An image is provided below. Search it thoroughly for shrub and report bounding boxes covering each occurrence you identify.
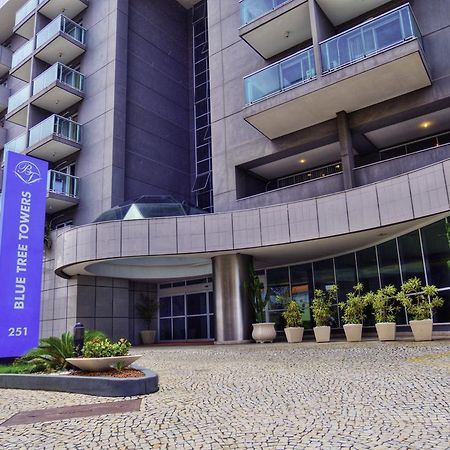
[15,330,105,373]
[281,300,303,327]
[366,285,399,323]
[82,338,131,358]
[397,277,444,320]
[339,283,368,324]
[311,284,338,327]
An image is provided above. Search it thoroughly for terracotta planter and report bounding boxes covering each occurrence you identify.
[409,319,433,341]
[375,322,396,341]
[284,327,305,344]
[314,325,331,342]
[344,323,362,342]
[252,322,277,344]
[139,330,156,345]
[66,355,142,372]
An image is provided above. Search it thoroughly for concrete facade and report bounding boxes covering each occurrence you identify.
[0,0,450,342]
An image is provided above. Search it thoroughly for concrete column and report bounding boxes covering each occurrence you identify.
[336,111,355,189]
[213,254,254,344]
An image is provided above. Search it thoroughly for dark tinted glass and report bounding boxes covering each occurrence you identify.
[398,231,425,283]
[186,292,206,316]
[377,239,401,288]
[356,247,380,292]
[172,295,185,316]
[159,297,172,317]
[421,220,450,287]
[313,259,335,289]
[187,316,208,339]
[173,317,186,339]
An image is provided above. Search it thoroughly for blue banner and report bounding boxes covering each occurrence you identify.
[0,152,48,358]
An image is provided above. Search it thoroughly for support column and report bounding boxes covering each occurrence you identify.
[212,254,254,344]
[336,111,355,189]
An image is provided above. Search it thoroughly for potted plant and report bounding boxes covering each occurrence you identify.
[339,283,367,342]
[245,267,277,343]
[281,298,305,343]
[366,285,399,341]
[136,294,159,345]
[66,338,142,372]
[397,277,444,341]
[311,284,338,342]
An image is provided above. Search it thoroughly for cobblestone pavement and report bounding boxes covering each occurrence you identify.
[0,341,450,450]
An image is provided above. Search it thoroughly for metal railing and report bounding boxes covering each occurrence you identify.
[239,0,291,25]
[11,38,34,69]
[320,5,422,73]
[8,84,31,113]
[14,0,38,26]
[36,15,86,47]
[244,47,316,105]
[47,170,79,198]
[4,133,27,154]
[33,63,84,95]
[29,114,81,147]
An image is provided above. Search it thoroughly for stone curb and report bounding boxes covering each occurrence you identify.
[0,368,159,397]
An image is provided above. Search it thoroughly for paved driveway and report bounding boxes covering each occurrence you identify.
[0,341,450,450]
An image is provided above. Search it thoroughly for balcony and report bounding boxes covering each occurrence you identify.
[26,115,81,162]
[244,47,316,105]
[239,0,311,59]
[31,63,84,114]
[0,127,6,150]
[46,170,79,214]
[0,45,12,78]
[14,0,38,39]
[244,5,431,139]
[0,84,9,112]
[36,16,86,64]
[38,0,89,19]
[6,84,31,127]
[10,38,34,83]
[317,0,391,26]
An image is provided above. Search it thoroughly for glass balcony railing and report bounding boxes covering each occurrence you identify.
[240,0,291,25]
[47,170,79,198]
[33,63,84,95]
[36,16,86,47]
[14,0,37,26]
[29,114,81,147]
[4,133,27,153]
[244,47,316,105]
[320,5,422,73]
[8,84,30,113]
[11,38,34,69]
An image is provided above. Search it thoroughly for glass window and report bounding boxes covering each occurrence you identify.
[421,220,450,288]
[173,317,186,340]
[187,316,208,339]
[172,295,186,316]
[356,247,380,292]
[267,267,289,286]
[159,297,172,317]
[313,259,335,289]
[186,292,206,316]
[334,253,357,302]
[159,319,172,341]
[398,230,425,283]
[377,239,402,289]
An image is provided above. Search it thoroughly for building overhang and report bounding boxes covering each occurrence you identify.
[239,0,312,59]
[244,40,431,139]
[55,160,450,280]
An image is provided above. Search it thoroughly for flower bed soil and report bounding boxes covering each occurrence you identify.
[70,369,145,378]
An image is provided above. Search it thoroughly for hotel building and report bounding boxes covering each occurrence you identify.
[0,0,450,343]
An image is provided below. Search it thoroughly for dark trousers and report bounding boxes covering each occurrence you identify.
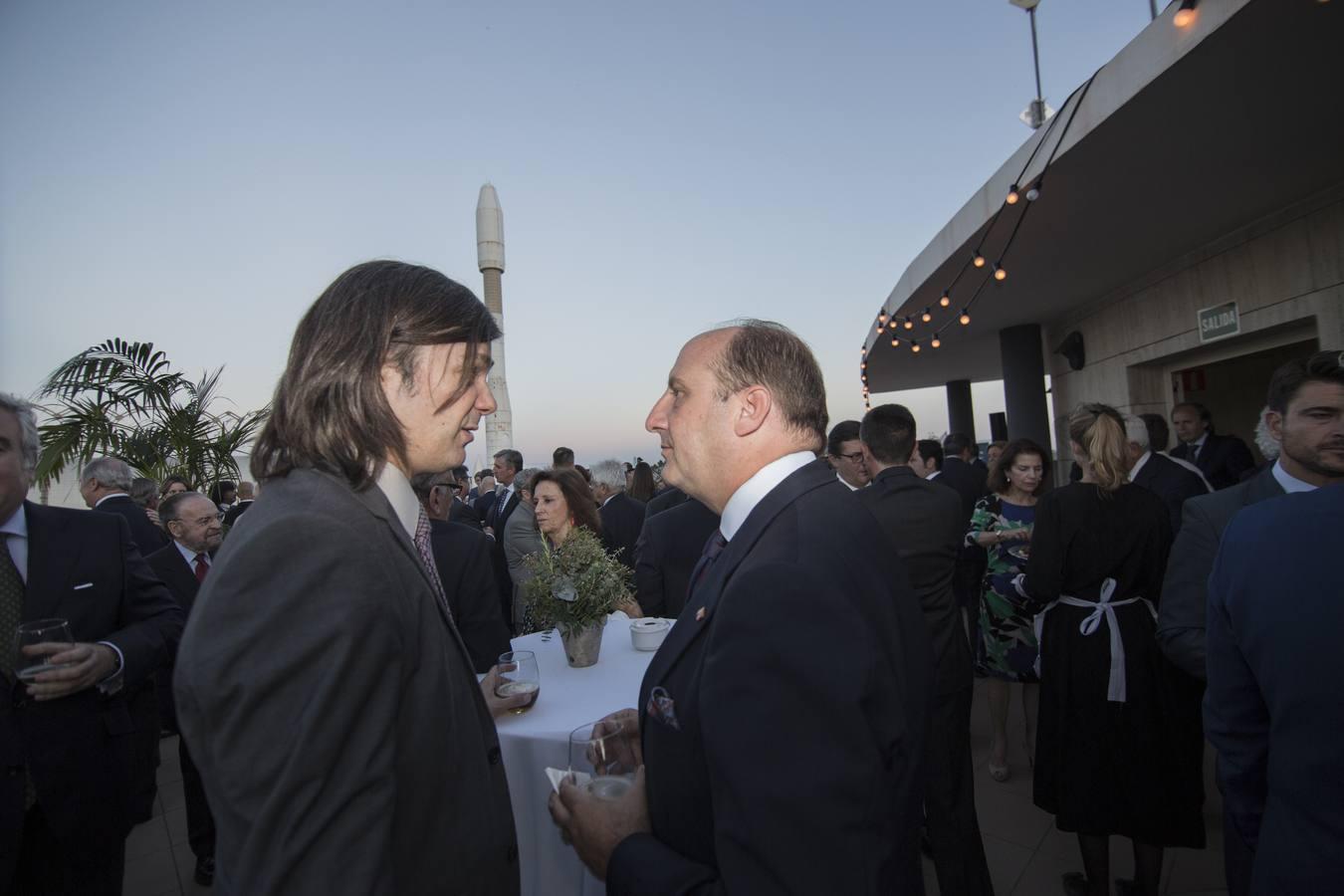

» **Task to complete**
Copy the records above from their first line through the line that contains "[311,284,338,327]", including both ends, and omit the pictures.

» **In response**
An image is provided below. Search it thoroughly for shrub and report bounding boxes covering each occurrence you identify.
[15,330,105,373]
[281,300,303,327]
[366,285,399,323]
[82,338,131,358]
[397,277,444,320]
[339,283,368,324]
[311,284,338,327]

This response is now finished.